Pull every line containing the word "marker" from the records.

>>

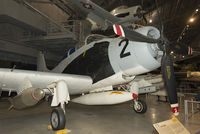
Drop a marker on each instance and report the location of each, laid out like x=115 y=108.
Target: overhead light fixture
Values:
x=191 y=20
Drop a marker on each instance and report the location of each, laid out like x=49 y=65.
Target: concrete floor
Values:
x=81 y=119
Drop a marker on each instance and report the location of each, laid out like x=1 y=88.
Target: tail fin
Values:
x=41 y=64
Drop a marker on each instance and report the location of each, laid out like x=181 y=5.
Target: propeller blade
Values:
x=170 y=83
x=182 y=49
x=132 y=35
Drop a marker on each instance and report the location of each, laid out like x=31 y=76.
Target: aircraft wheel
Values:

<<

▶ _OUTPUT FOR THIS TASK_
Drop a marker on each instance and report the location of each, laid out like x=115 y=108.
Drop a marker on each instance and report the location of each, laid out like x=49 y=65.
Drop a marker on each instance and report the location of each, laid out like x=1 y=88.
Drop a marker on each instance and report the location of each, laid out like x=181 y=5.
Drop a marker on each instance and report the location of each, laid out like x=31 y=76.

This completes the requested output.